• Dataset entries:
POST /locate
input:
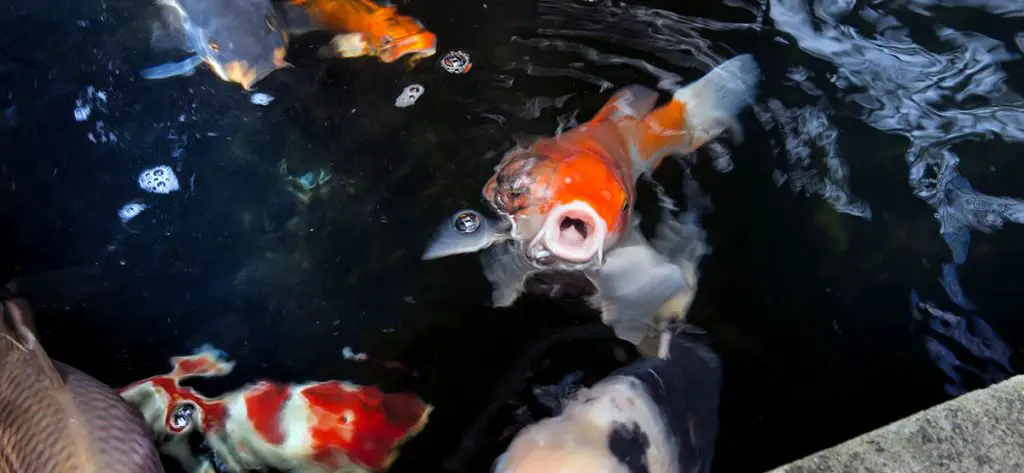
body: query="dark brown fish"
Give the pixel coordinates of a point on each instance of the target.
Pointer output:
(55, 419)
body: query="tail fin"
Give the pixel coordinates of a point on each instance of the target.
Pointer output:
(698, 113)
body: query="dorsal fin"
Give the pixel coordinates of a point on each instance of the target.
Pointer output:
(633, 100)
(15, 330)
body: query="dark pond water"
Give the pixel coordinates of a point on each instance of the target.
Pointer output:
(866, 258)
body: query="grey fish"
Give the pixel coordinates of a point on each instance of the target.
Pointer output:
(55, 419)
(567, 204)
(242, 41)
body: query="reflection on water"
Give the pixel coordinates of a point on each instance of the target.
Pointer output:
(935, 98)
(879, 165)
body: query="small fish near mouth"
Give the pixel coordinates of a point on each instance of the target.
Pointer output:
(466, 231)
(241, 41)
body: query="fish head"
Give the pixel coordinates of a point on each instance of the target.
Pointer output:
(397, 36)
(373, 424)
(566, 211)
(242, 41)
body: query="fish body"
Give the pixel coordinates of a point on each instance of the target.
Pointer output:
(55, 419)
(372, 30)
(242, 41)
(316, 427)
(654, 416)
(568, 201)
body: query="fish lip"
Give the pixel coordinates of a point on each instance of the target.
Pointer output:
(552, 235)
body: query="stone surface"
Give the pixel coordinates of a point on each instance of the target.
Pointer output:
(979, 432)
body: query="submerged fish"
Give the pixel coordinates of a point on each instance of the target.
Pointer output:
(330, 426)
(655, 416)
(242, 41)
(566, 203)
(55, 419)
(372, 30)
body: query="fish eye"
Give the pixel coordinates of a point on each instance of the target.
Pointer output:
(466, 222)
(182, 417)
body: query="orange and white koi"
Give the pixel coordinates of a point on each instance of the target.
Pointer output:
(329, 426)
(566, 202)
(372, 30)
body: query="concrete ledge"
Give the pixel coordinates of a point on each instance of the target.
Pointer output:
(978, 432)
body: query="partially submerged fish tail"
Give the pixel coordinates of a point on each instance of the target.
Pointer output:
(409, 415)
(698, 113)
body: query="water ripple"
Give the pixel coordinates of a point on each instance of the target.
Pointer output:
(936, 99)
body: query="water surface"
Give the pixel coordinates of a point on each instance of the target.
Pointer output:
(866, 251)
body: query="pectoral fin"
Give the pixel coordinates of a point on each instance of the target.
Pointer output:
(466, 231)
(507, 271)
(642, 287)
(184, 68)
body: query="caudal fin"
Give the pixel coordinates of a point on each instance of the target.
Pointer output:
(713, 101)
(698, 113)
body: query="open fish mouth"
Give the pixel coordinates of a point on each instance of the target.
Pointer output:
(574, 233)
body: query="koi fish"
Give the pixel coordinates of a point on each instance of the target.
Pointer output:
(372, 30)
(566, 203)
(242, 41)
(331, 426)
(55, 419)
(653, 416)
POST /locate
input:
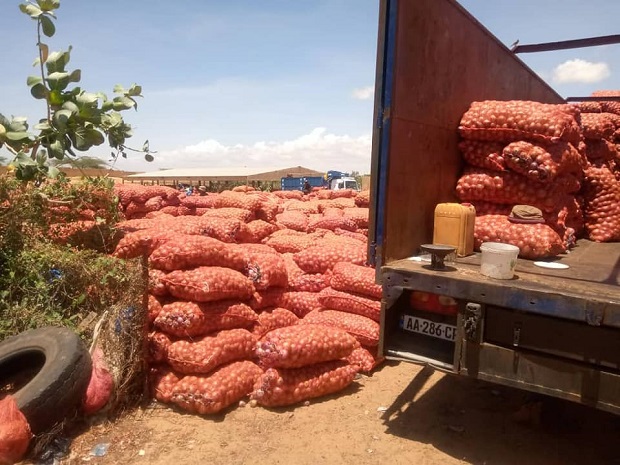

• Exercise task:
Gather every line of the listing that contains the string "submerged".

• Final result:
body: query="submerged fish"
body: query="partially submerged fish tail"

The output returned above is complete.